2. The surface coil as claimed in claim 1, wherein the spine coil array and the cardiac coil array are both arranged in a patient couch for a magnetic resonance tomography (MRT) machine.

3. The surface coil as claimed in claim 1, wherein a region of the heart of a patient is positionable in a region above the cardiac coil array.

4. The surface coil as claimed in claim 1, wherein a spinal region of a patient is positionable in a region vertically above the spine coil array.

5. The surface coil as claimed in claim 1, wherein the spine coil array is an array operable to acquire an image of a spine or of a sub-region of the spine of an examination subject.

6. The surface coil as claimed in claim 1, wherein the cardiac coil array is an array operable to acquire an image of the heart of an examination subject.

7. The surface coil as claimed in claim 1, wherein the spine coil array and the cardiac coil array are each arranged within separate layers.

8. The surface coil as claimed in claim 1, wherein the spine coil array and the cardiac coil array are arranged within layers that are parallel to each other.

9. The surface coil as claimed in claim 1, further comprising a switching device, wherein depending on a switch-setting of the switching device, either only coils of the spine coil array or only coils of the cardiac coil array are selectively connected to an analysis unit for signals received from the examination subject.

10. The surface coil as claimed in claim 9, wherein at a point in time, only the coil array that is not being used at the point in time is disabled, is not connected to an analysis unit for signals received from the examination subject, or a combination thereof.

11. The surface coil as claimed in claim 1, wherein the density of the coil elements of the first plurality of coil elements is greater than the density of the coil elements of the second plurality of coil elements.

12. The surface coil as claimed in claim 1, wherein the cardiac coil array has a density of the coil elements that is more than twice as great as a density of the coil elements of the spine coil array.

13. The surface coil as claimed in claim 1, wherein the cardiac coil array has a density of the coil elements that is more than three times as great as a density of the coil elements of the spine coil array.

14. The surface coil as claimed in claim 1, wherein a density of the coil elements of the cardiac coil array is constant in a region of the cardiac coil array, a density of the coil elements of the spine coil array is constant in a region of the spine coil array, or a combination thereof.

- [Source information]:

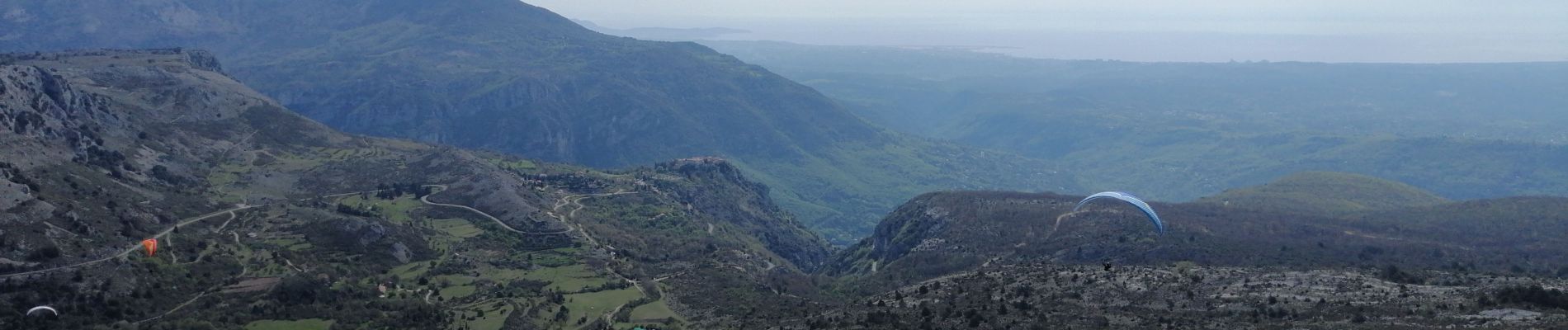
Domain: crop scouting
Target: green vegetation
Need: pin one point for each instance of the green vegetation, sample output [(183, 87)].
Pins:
[(1317, 193), (654, 312), (1184, 130), (455, 227), (301, 324), (592, 305), (566, 279), (660, 101)]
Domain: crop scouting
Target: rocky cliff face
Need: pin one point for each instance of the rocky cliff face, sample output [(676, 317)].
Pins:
[(747, 205), (107, 148), (949, 232), (510, 77)]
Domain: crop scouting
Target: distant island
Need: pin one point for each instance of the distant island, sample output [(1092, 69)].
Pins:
[(664, 33)]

- [Problem description]: Rewrite the surface coil claims, beginning at the words "6. The surface" and stopping after "to each other.", and swap "separate layers" for "distinct layers".

- [Answer]:
6. The surface coil as claimed in claim 1, wherein the cardiac coil array is an array operable to acquire an image of the heart of an examination subject.

7. The surface coil as claimed in claim 1, wherein the spine coil array and the cardiac coil array are each arranged within distinct layers.

8. The surface coil as claimed in claim 1, wherein the spine coil array and the cardiac coil array are arranged within layers that are parallel to each other.